## Things to do
**A.** In the article about the Army's robotic manipulator, what three things is the robot expected to do with the tree branch?
**B.** Carry on the article about the Army's robotic manipulator, picking up after its final sentence.

## Passage to read

'''

RoMan, the Army Research Laboratory's robotic manipulator, considers the best way to grasp and move a tree branch at the Adelphi Laboratory Center, in Maryland.

Evan Ackerman
LightGreen

This article is part of our special report on AI, “The Great AI Reckoning.

"I should probably not be standing this close," I think to myself, as the robot slowly approaches a large tree branch on the floor in front of me. It's not the size of the branch that makes me nervous—it's that the robot is operating autonomously, and that while I know what it's supposed to do, I'm not entirely sure what it will do. If everything works the way the roboticists at the U.S. Army Research Laboratory (ARL) in Adelphi, Md., expect, the robot will identify the branch, grasp it, and drag it out of the way. These folks know what they're doing, but I've spent enough time around robots that I take a small step backwards anyway.

'''

(Collected data entries)
'''

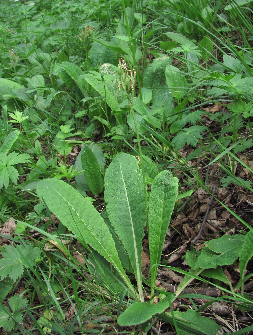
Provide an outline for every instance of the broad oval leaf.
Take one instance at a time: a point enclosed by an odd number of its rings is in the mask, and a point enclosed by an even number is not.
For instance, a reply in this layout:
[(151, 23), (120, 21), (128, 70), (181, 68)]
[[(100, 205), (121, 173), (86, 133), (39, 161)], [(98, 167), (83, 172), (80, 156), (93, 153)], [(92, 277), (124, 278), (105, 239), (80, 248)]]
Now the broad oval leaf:
[(121, 326), (139, 325), (151, 319), (157, 313), (162, 313), (173, 300), (174, 294), (167, 292), (167, 296), (156, 305), (149, 303), (135, 303), (130, 305), (119, 317), (118, 322)]
[(133, 296), (137, 296), (121, 265), (109, 228), (91, 198), (84, 198), (70, 185), (55, 179), (40, 181), (37, 193), (65, 225), (112, 263)]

'''

## Answers for the tasks
**A.** It is expected to identify the branch, grasp it, and drag it out of the way.

**B.**
The robot, named RoMan, for Robotic Manipulator, is about the size of a large lawn mower, with a tracked base that helps it handle most kinds of terrain. At the front, it has a squat torso equipped with cameras and depth sensors, as well as a pair of arms that were harvested from a prototype disaster-response robot originally developed at NASA's Jet Propulsion Laboratory for a DARPA robotics competition. RoMan's job today is roadway clearing, a multistep task that ARL wants the robot to complete as autonomously as possible. Instead of instructing the robot to grasp specific objects in specific ways and move them to specific places, the operators tell RoMan to "go clear a path." It's then up to the robot to make all the decisions necessary to achieve that objective.